:: TEXT PASSAGE ::
________________________

(750e) An Integrated Process to Clean up Biogas, Reclaim Water and Utilize Solid Residues - Magnifying Sustainability of Anaerobic Digestion
AIChE Annual Meeting
2015
2015 AIChE Annual Meeting Proceedings
Sustainable Engineering Forum
Recovery of Value-Added Co-Products from Biorefinery Residuals, Effluents, and Emissions
Thursday, November 12, 2015 - 5:00pm to 5:25pm
Anaerobic digestion (AD) is an effective biological process to treat organic wastes. A complex anaerobic microbial consortium converts organic matter in the wastes into biogas - a carbon neutral and renewable energy source, and correspondingly alleviates the odor and pathogen problems. It has advantages of simple setup, bioenergy generation, and greenhouse gas emission reduction. However, extensive application of anaerobic digestion technology is confronted by a number of challenges: complicated and expensive H2S removal to upgrade the biogas, nutrients handling in liquid effluent, and solid digestate disposal. Therefore, this study developed an integrated process that simultaneously cleans up biogas, purifies liquid effluent and utilizes solid wastes. The integrated process includes two operation units: a novel biogas-facilitated electrocoagulation (EC) for liquid effluent treatment and biogas purification, and fungal conversion of solid digestate for value-added fuel and chemical production.

________________________

:: WORK ITEM A ::
In the anaerobic digestion abstract, what are the two operation units of the integrated process?
:: WORK ITEM B ::
Continue the anaerobic digestion abstract from its last sentence.
The lines here come from a different source than the abstract.

Stored dataset items:
________________________

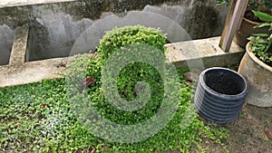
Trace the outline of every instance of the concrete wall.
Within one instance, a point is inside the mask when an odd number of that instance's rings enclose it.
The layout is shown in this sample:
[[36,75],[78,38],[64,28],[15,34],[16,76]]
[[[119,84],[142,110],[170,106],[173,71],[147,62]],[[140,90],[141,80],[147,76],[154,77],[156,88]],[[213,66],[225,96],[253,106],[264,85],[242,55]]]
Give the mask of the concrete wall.
[[8,64],[15,31],[6,24],[0,25],[0,65]]
[[[83,0],[1,8],[0,25],[5,28],[0,30],[1,33],[12,35],[16,26],[29,23],[27,60],[64,57],[70,54],[82,33],[92,27],[93,23],[112,14],[125,16],[131,10],[170,17],[182,26],[192,39],[219,35],[228,11],[217,6],[216,0]],[[160,24],[163,23],[158,23],[158,25]],[[0,36],[0,42],[4,40],[7,39]],[[10,47],[5,47],[7,44],[0,43],[1,49],[5,48],[1,50],[2,62],[6,60],[4,54],[10,52]]]

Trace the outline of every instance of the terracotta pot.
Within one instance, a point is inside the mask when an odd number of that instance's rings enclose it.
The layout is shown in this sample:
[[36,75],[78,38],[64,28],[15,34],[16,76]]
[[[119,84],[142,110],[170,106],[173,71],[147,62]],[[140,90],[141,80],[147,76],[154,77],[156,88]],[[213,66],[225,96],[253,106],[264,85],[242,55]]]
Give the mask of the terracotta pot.
[[245,17],[242,20],[241,26],[239,30],[237,31],[235,34],[235,42],[241,47],[246,47],[248,43],[248,38],[251,35],[259,33],[267,33],[268,27],[263,28],[254,28],[254,26],[259,24],[259,23],[250,21]]
[[272,107],[272,67],[255,56],[251,45],[251,42],[248,43],[238,68],[238,72],[246,78],[249,86],[246,102],[258,107]]

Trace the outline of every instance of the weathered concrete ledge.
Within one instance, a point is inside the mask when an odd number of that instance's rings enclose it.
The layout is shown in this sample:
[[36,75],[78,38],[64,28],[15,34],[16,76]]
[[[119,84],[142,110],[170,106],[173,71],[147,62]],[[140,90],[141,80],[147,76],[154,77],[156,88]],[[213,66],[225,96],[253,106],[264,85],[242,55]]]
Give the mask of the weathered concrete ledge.
[[[27,52],[28,26],[18,27],[13,44],[8,65],[0,66],[0,87],[26,84],[44,79],[63,77],[68,60],[73,57],[55,58],[25,62]],[[168,43],[167,59],[176,67],[196,68],[203,63],[205,68],[226,66],[238,63],[244,54],[244,49],[233,43],[229,53],[223,52],[218,45],[219,37]]]
[[0,8],[13,7],[19,5],[41,5],[41,4],[51,4],[58,2],[72,2],[76,0],[9,0],[0,1]]
[[220,37],[180,42],[166,44],[166,57],[178,68],[209,68],[227,66],[240,62],[245,50],[235,43],[228,53],[222,51],[219,44]]

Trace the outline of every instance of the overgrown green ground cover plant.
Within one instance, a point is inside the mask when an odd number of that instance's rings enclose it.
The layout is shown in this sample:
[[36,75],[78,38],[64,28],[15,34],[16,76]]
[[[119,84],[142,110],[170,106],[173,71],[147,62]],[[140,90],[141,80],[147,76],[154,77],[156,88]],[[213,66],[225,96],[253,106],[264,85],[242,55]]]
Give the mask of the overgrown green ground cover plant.
[[[140,32],[139,29],[152,33],[153,31],[156,32],[152,36],[143,34],[144,39],[134,39],[135,41],[133,42],[135,43],[145,43],[146,41],[153,41],[149,45],[159,46],[158,49],[161,52],[165,51],[163,47],[166,41],[165,36],[159,30],[140,26],[123,28],[123,30],[126,29],[130,29],[126,33],[133,31],[133,33],[131,33],[133,34],[129,34],[130,36],[128,37],[137,34]],[[116,32],[119,31],[120,29],[116,30]],[[143,32],[143,33],[145,33]],[[149,34],[152,34],[152,33]],[[147,37],[145,38],[145,36]],[[116,37],[120,37],[120,35],[116,35]],[[162,42],[158,45],[155,40],[162,40]],[[123,39],[122,41],[125,42]],[[123,43],[123,45],[121,44],[118,47],[124,47],[127,44]],[[111,44],[107,47],[111,47]],[[98,49],[98,51],[102,52],[102,48]],[[160,100],[161,100],[161,96],[159,93],[163,91],[161,84],[158,83],[162,81],[158,72],[150,65],[138,62],[128,65],[121,72],[118,77],[118,88],[120,93],[123,95],[122,98],[126,100],[135,98],[132,89],[135,81],[139,80],[146,80],[151,86],[154,86],[153,88],[158,87],[158,89],[153,90],[158,91],[158,93],[152,95],[147,107],[135,112],[121,111],[109,105],[103,98],[101,89],[101,79],[102,69],[105,61],[101,58],[108,55],[100,56],[100,53],[98,53],[98,56],[93,58],[90,58],[88,55],[75,57],[73,62],[70,63],[73,72],[68,72],[67,74],[69,75],[66,77],[72,78],[73,81],[73,78],[76,77],[82,71],[86,71],[83,65],[88,63],[85,77],[94,77],[95,82],[90,88],[86,88],[84,91],[88,93],[88,99],[95,106],[96,110],[112,121],[135,124],[152,116],[160,104]],[[136,68],[139,69],[137,70]],[[73,103],[69,102],[69,95],[67,95],[67,91],[71,90],[70,88],[77,88],[67,85],[64,79],[46,80],[38,83],[1,88],[0,151],[160,153],[168,151],[191,152],[195,151],[193,150],[195,146],[199,152],[202,152],[206,150],[199,145],[202,139],[210,139],[216,143],[224,146],[223,141],[228,137],[228,131],[221,128],[204,125],[195,113],[191,114],[192,120],[189,126],[185,129],[181,129],[181,120],[186,110],[189,109],[193,111],[193,107],[190,103],[191,88],[187,86],[183,81],[184,72],[186,71],[178,71],[181,81],[180,82],[181,88],[179,91],[179,108],[174,117],[159,133],[137,143],[109,142],[95,137],[86,129],[78,121],[77,116],[72,109]],[[136,79],[133,78],[135,76],[137,77]],[[74,84],[77,84],[79,88],[82,86],[80,81],[75,81]],[[76,97],[76,94],[81,95],[83,93],[76,91],[73,96]],[[78,102],[81,101],[79,100]]]

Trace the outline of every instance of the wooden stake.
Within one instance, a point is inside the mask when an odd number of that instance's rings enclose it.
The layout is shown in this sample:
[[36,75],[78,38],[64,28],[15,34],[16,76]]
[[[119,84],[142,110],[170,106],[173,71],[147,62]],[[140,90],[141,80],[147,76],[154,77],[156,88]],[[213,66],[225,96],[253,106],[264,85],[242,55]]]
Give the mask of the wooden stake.
[[219,47],[225,52],[229,51],[234,34],[241,24],[248,4],[248,0],[231,0],[231,5],[229,6],[219,43]]

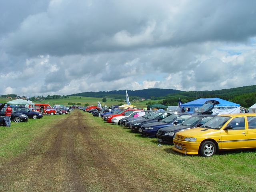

________________________

:: ANSWER BOX A ::
A novel biogas-facilitated electrocoagulation unit for liquid effluent treatment and biogas purification, and fungal conversion of solid digestate for value-added fuel and chemical production.

:: ANSWER BOX B ::
Electrocoagulation (EC) is a widely used wastewater treatment, and has been proved highly efficient in reclaiming AD waste effluents with removal efficiencies of >90% and >99% for COD and total phosphorous (TP) respectively. Biogas pumping process has been inserted between multiple stages of EC treatments, which not only neutralized the high pH developed in EC to facilitate following EC processes, but also significantly removed H2S (~488 mg H2S / 1L AD effluent) from raw biogas. Treated liquid effluent with most nutrients removed and turbidity improved, as well as purified biogas with minimal H2S content were obtained. Moreover, the solid wastes from anaerobic digester serves as a potential cellulosic biomass, which could be further degraded into fermentable mono-sugars and other acids to produce value-added biofuels and biopolymers via fungal fermentation. Rhizopus orzyae was the strain applied on the solid digestate for chitosan production. The fermentation results demonstrate that R. oryzae can efficiently utilize pretreated solid digestate and the EC treated water to enhance chitosan production.